Problem details =
Without any omission, reproduce the records that follow.

Data for this exercise =
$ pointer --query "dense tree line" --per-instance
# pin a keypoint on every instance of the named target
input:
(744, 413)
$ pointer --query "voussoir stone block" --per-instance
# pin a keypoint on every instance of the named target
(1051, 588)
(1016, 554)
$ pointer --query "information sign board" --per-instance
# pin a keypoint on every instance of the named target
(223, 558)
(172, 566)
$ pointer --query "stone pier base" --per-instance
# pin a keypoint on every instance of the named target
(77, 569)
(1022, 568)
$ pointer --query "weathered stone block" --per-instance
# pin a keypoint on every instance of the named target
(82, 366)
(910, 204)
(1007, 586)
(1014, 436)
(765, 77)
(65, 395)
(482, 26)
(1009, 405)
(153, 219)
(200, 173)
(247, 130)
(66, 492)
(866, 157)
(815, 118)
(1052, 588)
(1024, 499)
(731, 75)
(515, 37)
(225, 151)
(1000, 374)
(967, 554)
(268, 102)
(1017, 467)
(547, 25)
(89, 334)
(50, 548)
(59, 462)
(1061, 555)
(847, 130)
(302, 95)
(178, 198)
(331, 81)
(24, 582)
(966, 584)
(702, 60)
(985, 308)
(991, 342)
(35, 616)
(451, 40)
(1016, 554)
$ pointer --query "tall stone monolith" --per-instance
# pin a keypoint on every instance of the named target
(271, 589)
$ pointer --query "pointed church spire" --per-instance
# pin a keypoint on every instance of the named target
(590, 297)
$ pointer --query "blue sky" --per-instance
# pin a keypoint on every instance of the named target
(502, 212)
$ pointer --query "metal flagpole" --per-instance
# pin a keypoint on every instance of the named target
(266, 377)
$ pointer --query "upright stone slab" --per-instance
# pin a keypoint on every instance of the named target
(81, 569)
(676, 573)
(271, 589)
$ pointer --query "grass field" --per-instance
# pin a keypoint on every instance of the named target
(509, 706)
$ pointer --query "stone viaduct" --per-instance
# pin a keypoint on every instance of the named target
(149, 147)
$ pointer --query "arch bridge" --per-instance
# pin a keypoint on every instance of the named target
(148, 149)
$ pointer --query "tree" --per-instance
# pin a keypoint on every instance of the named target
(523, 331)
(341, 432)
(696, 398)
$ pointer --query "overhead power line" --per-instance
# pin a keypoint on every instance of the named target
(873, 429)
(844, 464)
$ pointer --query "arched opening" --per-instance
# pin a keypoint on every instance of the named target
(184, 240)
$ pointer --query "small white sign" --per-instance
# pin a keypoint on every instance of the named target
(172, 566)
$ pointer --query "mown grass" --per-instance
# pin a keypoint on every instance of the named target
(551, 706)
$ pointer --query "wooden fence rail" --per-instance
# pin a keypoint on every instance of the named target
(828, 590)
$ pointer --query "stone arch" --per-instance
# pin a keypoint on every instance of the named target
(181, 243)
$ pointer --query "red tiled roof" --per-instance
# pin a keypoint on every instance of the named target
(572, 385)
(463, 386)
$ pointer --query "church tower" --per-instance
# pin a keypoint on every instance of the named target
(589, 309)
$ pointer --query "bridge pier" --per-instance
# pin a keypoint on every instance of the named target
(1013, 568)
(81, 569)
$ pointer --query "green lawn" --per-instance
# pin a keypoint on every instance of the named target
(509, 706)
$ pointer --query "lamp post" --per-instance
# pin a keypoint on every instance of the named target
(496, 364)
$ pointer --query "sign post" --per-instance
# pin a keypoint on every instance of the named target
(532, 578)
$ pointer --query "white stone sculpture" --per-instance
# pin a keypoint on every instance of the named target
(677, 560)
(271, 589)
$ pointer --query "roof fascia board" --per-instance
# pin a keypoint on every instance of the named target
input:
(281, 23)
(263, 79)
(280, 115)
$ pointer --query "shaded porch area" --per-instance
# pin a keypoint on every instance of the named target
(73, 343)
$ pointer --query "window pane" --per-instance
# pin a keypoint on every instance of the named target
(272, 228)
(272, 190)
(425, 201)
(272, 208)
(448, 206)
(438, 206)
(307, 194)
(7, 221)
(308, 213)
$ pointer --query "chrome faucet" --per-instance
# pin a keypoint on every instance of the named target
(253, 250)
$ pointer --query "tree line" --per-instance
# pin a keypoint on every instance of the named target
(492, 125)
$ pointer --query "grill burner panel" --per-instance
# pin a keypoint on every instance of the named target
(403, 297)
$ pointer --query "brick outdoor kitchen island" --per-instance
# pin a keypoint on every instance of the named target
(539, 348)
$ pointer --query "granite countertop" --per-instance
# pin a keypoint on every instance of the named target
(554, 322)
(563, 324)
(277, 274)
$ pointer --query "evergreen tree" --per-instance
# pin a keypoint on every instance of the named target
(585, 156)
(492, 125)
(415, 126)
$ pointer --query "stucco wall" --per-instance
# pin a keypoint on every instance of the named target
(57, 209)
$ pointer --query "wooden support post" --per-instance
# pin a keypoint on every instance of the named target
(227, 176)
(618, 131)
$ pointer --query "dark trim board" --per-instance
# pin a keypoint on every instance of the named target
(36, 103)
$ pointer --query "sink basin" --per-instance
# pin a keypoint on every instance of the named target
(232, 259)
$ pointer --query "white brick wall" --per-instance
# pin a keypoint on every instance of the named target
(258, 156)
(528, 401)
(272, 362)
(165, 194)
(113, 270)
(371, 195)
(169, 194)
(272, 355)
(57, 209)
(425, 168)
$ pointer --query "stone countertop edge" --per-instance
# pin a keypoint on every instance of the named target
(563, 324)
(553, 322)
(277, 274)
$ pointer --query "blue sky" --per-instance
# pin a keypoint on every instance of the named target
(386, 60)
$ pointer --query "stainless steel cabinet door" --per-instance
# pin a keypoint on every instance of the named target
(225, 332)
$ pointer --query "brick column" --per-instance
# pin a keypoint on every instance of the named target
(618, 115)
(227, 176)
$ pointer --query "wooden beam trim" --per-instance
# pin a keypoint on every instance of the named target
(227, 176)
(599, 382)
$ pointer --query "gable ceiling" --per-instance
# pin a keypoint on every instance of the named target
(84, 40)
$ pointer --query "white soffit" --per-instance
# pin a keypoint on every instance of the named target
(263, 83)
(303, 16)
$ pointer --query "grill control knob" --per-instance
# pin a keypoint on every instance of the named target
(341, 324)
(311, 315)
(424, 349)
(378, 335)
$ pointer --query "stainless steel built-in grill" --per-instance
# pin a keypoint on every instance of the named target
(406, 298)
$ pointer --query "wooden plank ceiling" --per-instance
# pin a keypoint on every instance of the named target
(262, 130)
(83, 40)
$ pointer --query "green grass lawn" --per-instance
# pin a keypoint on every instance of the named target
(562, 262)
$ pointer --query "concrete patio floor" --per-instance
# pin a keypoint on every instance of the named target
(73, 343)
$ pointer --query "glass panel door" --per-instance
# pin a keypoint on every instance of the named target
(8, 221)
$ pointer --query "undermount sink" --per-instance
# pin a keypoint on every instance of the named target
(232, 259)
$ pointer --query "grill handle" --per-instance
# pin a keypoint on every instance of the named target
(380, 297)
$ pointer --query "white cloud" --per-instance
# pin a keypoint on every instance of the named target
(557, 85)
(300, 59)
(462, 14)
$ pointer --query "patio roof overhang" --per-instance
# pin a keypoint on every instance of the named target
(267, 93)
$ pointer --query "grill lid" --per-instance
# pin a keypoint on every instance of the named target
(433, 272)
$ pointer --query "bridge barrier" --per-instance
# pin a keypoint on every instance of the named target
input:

Expected answer =
$ pointer --query "dense tree line" --per-instance
# pin a keypoint on every instance of the named target
input:
(744, 413)
$ pointer --query "voussoir stone block" --per-instance
# pin a keypoint on every instance of the named target
(1051, 588)
(1016, 554)
$ pointer --query "information sign board" --per-instance
# pin a keypoint on every instance of the named target
(223, 558)
(172, 566)
$ pointer --query "stone pier base" --per-instance
# pin a keypoint on every instance of the named target
(77, 569)
(1022, 568)
$ pointer --query "weathered stone block" --per-instance
# pin a keypoint on every instance of the named target
(82, 366)
(910, 204)
(1007, 586)
(1014, 436)
(765, 77)
(65, 395)
(482, 26)
(1009, 405)
(153, 219)
(200, 173)
(247, 130)
(66, 492)
(866, 157)
(815, 118)
(1052, 588)
(1024, 499)
(731, 75)
(515, 37)
(225, 151)
(1000, 374)
(967, 554)
(268, 102)
(1017, 467)
(547, 25)
(89, 334)
(50, 548)
(59, 462)
(1061, 555)
(847, 130)
(302, 95)
(178, 198)
(331, 81)
(24, 582)
(966, 584)
(702, 60)
(985, 308)
(991, 342)
(35, 616)
(451, 40)
(1016, 554)
$ pointer --query "tall stone monolith" --per-instance
# pin a keypoint on every instance of the named target
(271, 589)
$ pointer --query "pointed church spire" --per-instance
# pin a keypoint on every instance of the named target
(590, 297)
$ pointer --query "blue sky" --per-instance
# pin a keypoint on every instance of the named target
(502, 212)
$ pointer --query "metal flagpole" --per-instance
# pin a keypoint on every instance of the named target
(266, 377)
$ pointer --query "upright stone slab" --per-instance
# pin a keypoint on every instance of the named target
(81, 569)
(676, 573)
(271, 589)
$ pointer --query "grass field" --per-instance
# pin a keypoint on every instance of the named target
(509, 706)
$ pointer --query "stone viaduct" --per-instance
# pin a keypoint on every instance of the named target
(149, 147)
$ pointer --query "arch bridge" --per-instance
# pin a keypoint on every instance of the named target
(148, 149)
$ pointer --query "tree" --per-instance
# pin a keypoint on every instance of the named target
(523, 331)
(341, 432)
(696, 398)
$ pointer --query "overhead power line" --per-instance
# pin a keypoint on every instance of the named target
(873, 429)
(844, 464)
$ pointer --query "arched opening" --per-instance
# pin a keypoint on every instance of the named target
(184, 240)
$ pointer --query "small white sign" --per-instance
# pin a keypoint on every instance of the named target
(172, 566)
$ pointer --query "mown grass" --per-instance
# pin a keypoint on every instance of the named target
(551, 706)
$ pointer --query "wooden fence rail" --per-instance
# pin a keypoint on every instance of the named target
(828, 590)
$ pointer --query "stone arch" --per-instance
# pin a keypoint on every instance of the named target
(181, 243)
$ pointer --query "red tiled roof" --per-instance
# pin a keypoint on every instance of the named target
(572, 385)
(463, 386)
$ pointer --query "church tower" --per-instance
# pin a keypoint on every instance of the named target
(589, 309)
$ pointer --query "bridge pier" --per-instance
# pin a keypoint on every instance of the named target
(1013, 568)
(81, 569)
$ pointer --query "green lawn" --per-instance
# pin a keypoint on every instance of the named target
(509, 706)
$ pointer --query "lamp post" --per-instance
# pin a keypoint on every instance of the named target
(496, 364)
$ pointer --query "sign post" --per-instance
# pin a keypoint on every instance of the named target
(532, 578)
$ pointer --query "white stone sculpture" --per-instance
# pin a keypoint on every instance of the named target
(677, 560)
(271, 589)
$ pointer --query "roof fascia board" --per-instance
# pin a keypoint on every instance of the named target
input:
(281, 23)
(263, 79)
(280, 115)
$ pointer --query "shaded porch area" --per-instance
# pin a keypoint on every instance of the named target
(73, 343)
$ pointer --query "window pane" --per-instance
# pin a keypoint on every instance of the named target
(272, 228)
(272, 190)
(425, 201)
(272, 208)
(448, 206)
(438, 206)
(307, 194)
(7, 221)
(308, 213)
$ pointer --query "chrome faucet" --per-instance
# pin a keypoint on every instance of the named target
(253, 250)
$ pointer --query "tree line" --per-instance
# pin a keypoint on every instance of the named target
(492, 125)
$ pointer --query "grill burner panel" --per-instance
# pin a keypoint on every instance of the named target
(403, 297)
$ pointer --query "brick outdoor kitchen island" --per-instance
# pin a keypoint on every instance of the named target
(539, 348)
$ pointer --query "granite countertop" --per-instance
# pin a keypoint on every instance of the named target
(554, 322)
(563, 324)
(277, 274)
$ pointer --query "evergreen tree" --per-instance
# pin a keypoint on every instance of the named target
(585, 156)
(492, 125)
(415, 126)
$ pointer --query "stucco wall" --per-instance
# pin a keypoint on every instance of the named target
(57, 209)
$ pointer --query "wooden support post" --per-instance
# pin a keypoint on every instance of the named target
(227, 176)
(618, 131)
$ pointer --query "dark trim board" --per-instance
# pin a keypoint on every instance of the named target
(36, 103)
$ pointer --query "sink basin" --per-instance
# pin a keypoint on every instance of the named target
(232, 259)
$ pointer --query "white brick wall" --per-instance
# pin a keypoint on every instance of the named target
(258, 156)
(528, 401)
(272, 362)
(165, 194)
(113, 270)
(371, 195)
(169, 194)
(272, 355)
(57, 209)
(425, 168)
$ pointer --query "stone countertop edge" --per-instance
# pin a keypoint on every instance of the named target
(563, 324)
(553, 322)
(277, 274)
$ pointer --query "blue sky" --per-instance
# pin a keypoint on every instance of the named target
(386, 60)
$ pointer --query "stainless steel cabinet door" --per-instance
# pin a keypoint on every instance of the named target
(225, 332)
$ pointer --query "brick column" --per-instance
# pin a keypoint on every instance of the named target
(618, 115)
(227, 176)
$ pointer --query "wooden beam trim" --per-instance
# pin a keypoint on every instance of the named target
(227, 176)
(599, 382)
$ pointer --query "gable ceiling" --per-instance
# pin a keypoint on every instance of the named target
(84, 40)
$ pointer --query "white soffit" --per-instance
# pin a keypoint on every instance of the named target
(263, 83)
(303, 16)
$ pointer --query "grill control knob" --per-instance
# pin a keypoint on every instance of the named target
(341, 324)
(311, 315)
(424, 349)
(378, 335)
$ pointer --query "stainless steel built-in grill" --per-instance
# pin a keypoint on every instance of the named target
(406, 298)
$ pointer --query "wooden plank ceiling" --per-instance
# pin a keypoint on every instance of the named target
(262, 130)
(83, 40)
$ pointer --query "green grass lawn" --per-instance
# pin a keypoint on every instance of the named target
(562, 262)
$ pointer --query "concrete patio floor" --per-instance
# pin a keypoint on every instance of the named target
(73, 343)
$ pointer --query "glass panel door" --per-instance
# pin a keypoint on every instance of the named target
(8, 221)
$ pointer --query "undermount sink" --per-instance
# pin a keypoint on every instance of the named target
(232, 259)
$ pointer --query "grill handle" --per-instance
# pin a keypoint on every instance of the named target
(380, 297)
$ pointer --query "white cloud" --per-instance
# pin a keypoint on every instance of the named target
(557, 85)
(300, 59)
(462, 14)
$ pointer --query "patio roof overhang" --per-instance
# pin a keypoint on every instance of the named target
(267, 93)
$ pointer --query "grill lid" --per-instance
# pin a keypoint on every instance of the named target
(433, 272)
$ pointer --query "bridge barrier" --per-instance
# pin a keypoint on every instance of the named target
input:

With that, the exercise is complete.